**EXERCISE REQUIREMENTS:**
In the DINO-vMF overview, what kind of correction does the framework apply to the softmax logits?

**EXCERPT PROVIDED:**
= = = = =

DINO-vMF: Self-Supervised vMF Learning

Updated 5 February 2026

DINO-vMF is a self-supervised framework that extends DINO by modeling assignment probabilities with a full von Mises–Fisher mixture, enabling per-cluster precision.
It introduces a principled log-normalization correction to softmax logits, allowing learned prototype norms and stable training at scale.
Empirical results demonstrate that DINO-vMF outperforms standard DINO and iBOT in image classification and downstream tasks, with enriched cluster utilization.

DINO-vMF is a self-supervised representation learning framework that generalizes DINO by reinterpreting its assignment probabilities as arising from a full von Mises–Fisher (vMF) mixture model, thereby offering adaptive per-cluster precision and improved prototype utilization. It introduces a principled log-normalization correction to the softmax logits, allowing the system to learn per-cluster sharpness and guaranteeing stable training at scale, particularly with unnormalized prototypes in large models. Empirical evidence demonstrates that DINO-vMF yields superior representation quality across a broad suite of downstream tasks, often tightly outperforming both original DINO and other DINO-derived variants such as iBOT (Govindarajan et al., 2024).

= = = = =

**EXCERPTED RECORDS:**
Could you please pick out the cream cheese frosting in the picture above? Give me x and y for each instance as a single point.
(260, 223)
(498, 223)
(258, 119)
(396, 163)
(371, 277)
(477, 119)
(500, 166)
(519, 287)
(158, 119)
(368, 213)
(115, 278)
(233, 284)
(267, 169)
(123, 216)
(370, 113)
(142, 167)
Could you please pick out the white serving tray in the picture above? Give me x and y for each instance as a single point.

= = = = =

**ANSWER TO THE TASK:**
A principled log-normalization correction.